======== Extract provided

It’s bad enough that this summer, a Kaiser study found that nearly half of Americans don’t want HIV-positive people preparing their food, and in increasing order, wouldn’t want them as roommates (56 percent), teaching their kids (59 percent) or as coworkers (68 percent).

Even scarier, just last month a Williams Institute study in the Los Angeles area found that doctors and dentists were basically ignoring institutional knowledge of the disease. Stats show “55 percent of obstetricians, 46 percent of skilled nursing facilities, and 25 percent of plastic surgeons had policies that specifically discriminated against people living with HIV or AIDS.” The same study found that — relatively fewer at just 5 percent — of dentists in L.A refuse services to HIV patients.

All this just as the CDC reports that almost three out of four Americans with HIV are not receiving enough medicine or regular health care “to stay healthy or prevent themselves from transmitting the virus to others” as part of its annual World AIDS Day bad news for gays report.

But the latest about gay male discrimination meeting those same discriminatory standards tears it. Researchers with the Euro-Canadian HIV advocacy group Men2Men Collective published a study in the journal AIDS Care detailing the existence of anti-HIV stigma shared among gay men across Europe and North America.

================

• [Actions to take]:
1. Return the passage of the HIV stigma article from "Even scarier, just" up to and including "for gays report.", word for word.
2. Take the HIV stigma article further, picking up right after its final sentence.
The records play no part in what comes next.

======== Data provided

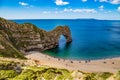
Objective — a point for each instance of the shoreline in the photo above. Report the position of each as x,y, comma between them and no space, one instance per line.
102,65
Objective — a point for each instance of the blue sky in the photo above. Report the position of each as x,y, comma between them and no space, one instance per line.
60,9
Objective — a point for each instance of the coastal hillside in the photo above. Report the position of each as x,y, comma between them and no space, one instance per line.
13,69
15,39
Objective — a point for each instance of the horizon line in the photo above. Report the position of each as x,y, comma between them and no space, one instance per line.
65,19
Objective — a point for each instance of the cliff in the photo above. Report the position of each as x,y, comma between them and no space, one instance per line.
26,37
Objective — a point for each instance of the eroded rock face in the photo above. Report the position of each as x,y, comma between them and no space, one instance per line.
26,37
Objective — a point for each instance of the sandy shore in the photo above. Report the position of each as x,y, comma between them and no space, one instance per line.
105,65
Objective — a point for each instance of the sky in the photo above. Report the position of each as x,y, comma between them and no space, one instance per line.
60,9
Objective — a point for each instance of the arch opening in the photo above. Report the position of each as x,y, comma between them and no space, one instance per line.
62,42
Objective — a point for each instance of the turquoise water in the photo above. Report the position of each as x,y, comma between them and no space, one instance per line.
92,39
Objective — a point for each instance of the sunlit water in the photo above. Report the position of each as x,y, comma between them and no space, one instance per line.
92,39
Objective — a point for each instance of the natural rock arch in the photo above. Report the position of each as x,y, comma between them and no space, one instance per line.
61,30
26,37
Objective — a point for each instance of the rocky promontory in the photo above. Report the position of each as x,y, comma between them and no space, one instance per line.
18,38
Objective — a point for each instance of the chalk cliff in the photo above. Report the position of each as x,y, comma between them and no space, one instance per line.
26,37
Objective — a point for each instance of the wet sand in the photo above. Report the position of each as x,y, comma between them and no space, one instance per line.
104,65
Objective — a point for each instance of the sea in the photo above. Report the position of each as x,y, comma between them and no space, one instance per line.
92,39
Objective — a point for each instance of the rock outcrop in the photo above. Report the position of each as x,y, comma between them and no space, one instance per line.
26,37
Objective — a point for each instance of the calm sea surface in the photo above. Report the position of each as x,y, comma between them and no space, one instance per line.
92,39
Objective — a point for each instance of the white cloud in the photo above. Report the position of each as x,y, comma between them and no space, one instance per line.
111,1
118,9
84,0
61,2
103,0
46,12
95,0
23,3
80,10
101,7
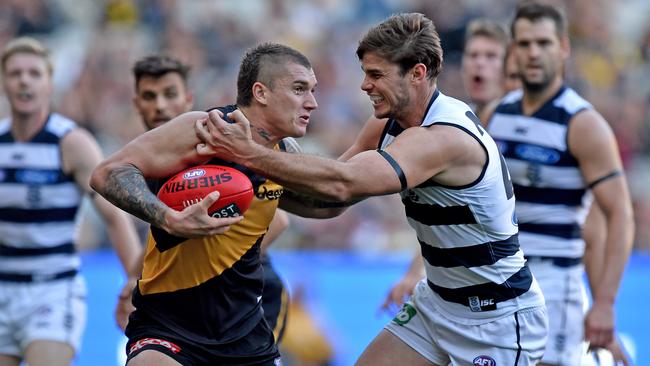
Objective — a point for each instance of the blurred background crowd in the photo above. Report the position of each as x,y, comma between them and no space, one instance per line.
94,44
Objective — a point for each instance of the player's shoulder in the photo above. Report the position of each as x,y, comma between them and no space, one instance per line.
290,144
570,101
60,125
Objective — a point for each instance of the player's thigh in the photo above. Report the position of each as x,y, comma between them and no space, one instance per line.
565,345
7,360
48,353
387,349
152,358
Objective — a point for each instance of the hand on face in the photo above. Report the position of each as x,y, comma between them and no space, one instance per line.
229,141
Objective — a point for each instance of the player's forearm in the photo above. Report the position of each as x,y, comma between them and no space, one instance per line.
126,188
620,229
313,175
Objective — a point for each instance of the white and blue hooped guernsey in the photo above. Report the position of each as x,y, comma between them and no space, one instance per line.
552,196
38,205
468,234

================

• [Results of the tasks]:
1.
Even scarier, just last month a Williams Institute study in the Los Angeles area found that doctors and dentists were basically ignoring institutional knowledge of the disease. Stats show “55 percent of obstetricians, 46 percent of skilled nursing facilities, and 25 percent of plastic surgeons had policies that specifically discriminated against people living with HIV or AIDS.” The same study found that — relatively fewer at just 5 percent — of dentists in L.A refuse services to HIV patients.

All this just as the CDC reports that almost three out of four Americans with HIV are not receiving enough medicine or regular health care “to stay healthy or prevent themselves from transmitting the virus to others” as part of its annual World AIDS Day bad news for gays report.

2.
The results revealed that “gay men continue to stigmatize and discriminate against HIV-positive men through social exclusion, ageism, rejection, violence, and discrimination based on physical appearance,” the study notes. These reactions have a “detrimental effect on the quality of life and emotional well-being of HIV-positive gay men,” perpetuating “higher rates of depression, feelings of isolation and high-risk behavior.”

Far from the researchers’ hypothesis that “HIV stigma should have decreased with the introduction of effective therapies,” initial findings are grim. You can answer the collective’s current follow-up survey to round out its data on just how deeply the problem goes. It plans to report the final findings in 2012.